* [Required task]: Format the lines below as a JSON list of strings, one string per line, omitting blank lines and leaving out the pictures.
╭──
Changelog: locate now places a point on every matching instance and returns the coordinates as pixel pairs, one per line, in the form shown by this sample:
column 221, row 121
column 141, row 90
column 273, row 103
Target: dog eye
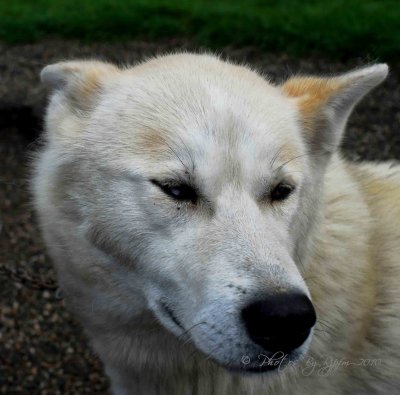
column 181, row 192
column 281, row 191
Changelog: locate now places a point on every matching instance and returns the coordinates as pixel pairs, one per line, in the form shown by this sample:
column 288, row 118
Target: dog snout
column 280, row 322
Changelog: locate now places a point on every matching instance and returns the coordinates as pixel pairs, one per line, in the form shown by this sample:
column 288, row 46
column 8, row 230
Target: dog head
column 198, row 182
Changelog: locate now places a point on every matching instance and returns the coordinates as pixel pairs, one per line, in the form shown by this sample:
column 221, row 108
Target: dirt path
column 42, row 349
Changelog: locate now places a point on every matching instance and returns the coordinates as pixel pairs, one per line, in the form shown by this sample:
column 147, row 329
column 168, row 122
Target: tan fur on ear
column 79, row 80
column 312, row 93
column 325, row 103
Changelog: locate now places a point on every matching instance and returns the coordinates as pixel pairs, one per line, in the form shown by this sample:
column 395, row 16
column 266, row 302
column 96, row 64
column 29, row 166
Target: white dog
╰──
* [Finished answer]:
[
  "Changelog: locate now places a point on every matching instance and returns the coordinates as pixel pairs, one per line, in the form shown by this sample:",
  "column 221, row 121",
  "column 141, row 90",
  "column 273, row 103",
  "Target: dog eye",
  "column 181, row 192",
  "column 281, row 191",
  "Changelog: locate now places a point on every matching instance and returns the coordinates as pixel pairs, one per line, in the form shown by this sample:",
  "column 288, row 118",
  "Target: dog snout",
  "column 280, row 322",
  "Changelog: locate now places a point on every matching instance and returns the coordinates as pixel pairs, one per line, in the form shown by this sample:",
  "column 288, row 46",
  "column 8, row 230",
  "Target: dog head",
  "column 198, row 182",
  "Changelog: locate now places a point on every matching instance and returns the coordinates as pixel pairs, one per line, in the form shown by this sample:",
  "column 221, row 108",
  "Target: dirt path",
  "column 42, row 349",
  "Changelog: locate now places a point on every matching instance and returns the coordinates as pixel pairs, one per line, in the form shown by this sample:",
  "column 147, row 329",
  "column 168, row 122",
  "Target: tan fur on ear",
  "column 79, row 80",
  "column 312, row 93",
  "column 325, row 103",
  "Changelog: locate now places a point on every matching instance and returns the coordinates as pixel pairs, one per line, in the form shown by this sample:",
  "column 395, row 16",
  "column 266, row 302",
  "column 96, row 64",
  "column 29, row 166",
  "Target: white dog"
]